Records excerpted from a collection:
___

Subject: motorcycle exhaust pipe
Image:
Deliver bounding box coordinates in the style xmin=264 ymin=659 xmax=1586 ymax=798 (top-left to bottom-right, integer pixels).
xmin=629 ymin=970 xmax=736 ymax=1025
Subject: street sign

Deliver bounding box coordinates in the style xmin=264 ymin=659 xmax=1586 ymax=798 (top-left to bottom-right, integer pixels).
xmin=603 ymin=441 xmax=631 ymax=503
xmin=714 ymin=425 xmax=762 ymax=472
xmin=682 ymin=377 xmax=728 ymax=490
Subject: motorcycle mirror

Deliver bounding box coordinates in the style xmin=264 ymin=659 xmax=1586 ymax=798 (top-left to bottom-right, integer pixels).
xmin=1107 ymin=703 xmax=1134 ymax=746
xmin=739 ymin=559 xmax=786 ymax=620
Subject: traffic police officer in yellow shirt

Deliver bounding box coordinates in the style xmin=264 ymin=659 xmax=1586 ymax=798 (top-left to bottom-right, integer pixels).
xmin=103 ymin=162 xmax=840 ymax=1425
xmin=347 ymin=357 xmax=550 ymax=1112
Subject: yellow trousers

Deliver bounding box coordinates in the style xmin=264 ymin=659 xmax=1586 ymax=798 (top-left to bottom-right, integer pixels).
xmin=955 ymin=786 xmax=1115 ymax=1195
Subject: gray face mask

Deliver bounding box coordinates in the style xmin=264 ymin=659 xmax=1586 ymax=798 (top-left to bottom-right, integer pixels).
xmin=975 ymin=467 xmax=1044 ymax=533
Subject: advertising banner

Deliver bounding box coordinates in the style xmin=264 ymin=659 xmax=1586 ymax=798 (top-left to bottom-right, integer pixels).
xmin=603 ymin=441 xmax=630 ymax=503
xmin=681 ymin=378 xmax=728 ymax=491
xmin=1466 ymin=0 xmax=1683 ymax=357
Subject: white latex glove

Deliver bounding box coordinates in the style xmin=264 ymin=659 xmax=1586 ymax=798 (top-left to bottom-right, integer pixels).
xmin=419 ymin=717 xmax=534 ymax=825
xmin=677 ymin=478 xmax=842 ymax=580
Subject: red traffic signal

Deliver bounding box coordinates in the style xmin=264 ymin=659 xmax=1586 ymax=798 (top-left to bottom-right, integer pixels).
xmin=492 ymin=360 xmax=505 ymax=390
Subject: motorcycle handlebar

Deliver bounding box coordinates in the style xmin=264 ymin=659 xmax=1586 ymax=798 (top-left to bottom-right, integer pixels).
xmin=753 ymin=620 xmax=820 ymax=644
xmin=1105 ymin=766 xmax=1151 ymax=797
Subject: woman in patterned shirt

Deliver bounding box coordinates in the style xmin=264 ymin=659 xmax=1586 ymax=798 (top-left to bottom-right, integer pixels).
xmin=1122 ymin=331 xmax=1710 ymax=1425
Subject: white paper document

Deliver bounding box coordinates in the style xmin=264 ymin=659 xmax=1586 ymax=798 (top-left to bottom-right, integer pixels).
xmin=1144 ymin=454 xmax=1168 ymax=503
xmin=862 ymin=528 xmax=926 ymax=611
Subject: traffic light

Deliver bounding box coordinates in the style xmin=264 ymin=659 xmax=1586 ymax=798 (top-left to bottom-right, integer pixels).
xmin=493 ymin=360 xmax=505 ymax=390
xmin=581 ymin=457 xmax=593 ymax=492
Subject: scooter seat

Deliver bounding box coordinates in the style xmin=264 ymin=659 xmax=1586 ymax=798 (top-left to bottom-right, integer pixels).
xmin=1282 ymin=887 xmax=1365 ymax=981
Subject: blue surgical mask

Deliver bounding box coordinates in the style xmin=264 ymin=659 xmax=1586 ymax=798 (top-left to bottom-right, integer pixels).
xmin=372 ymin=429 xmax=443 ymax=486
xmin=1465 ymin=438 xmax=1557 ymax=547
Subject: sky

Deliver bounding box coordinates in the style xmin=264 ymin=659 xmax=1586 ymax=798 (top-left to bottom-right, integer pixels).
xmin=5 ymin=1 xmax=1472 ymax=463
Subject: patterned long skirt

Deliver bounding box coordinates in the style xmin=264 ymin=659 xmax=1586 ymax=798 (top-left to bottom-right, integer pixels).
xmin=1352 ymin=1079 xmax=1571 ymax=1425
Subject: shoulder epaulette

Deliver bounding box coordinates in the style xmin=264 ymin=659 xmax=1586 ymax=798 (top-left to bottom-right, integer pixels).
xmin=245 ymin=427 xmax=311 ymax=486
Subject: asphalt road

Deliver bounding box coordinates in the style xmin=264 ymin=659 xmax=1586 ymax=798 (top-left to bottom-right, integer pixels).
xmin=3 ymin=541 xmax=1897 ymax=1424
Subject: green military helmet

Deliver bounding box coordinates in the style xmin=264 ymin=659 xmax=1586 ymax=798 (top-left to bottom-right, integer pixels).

___

Could you please copy the lines above exactly, beginning at the first and ending at the line that contains "Subject: street sign"?

Subject: motorcycle exhaust pipe
Image:
Deliver bounding box coordinates in the style xmin=264 ymin=659 xmax=1586 ymax=798 (top-left to bottom-right, integer pixels).
xmin=629 ymin=970 xmax=736 ymax=1025
Subject: street sign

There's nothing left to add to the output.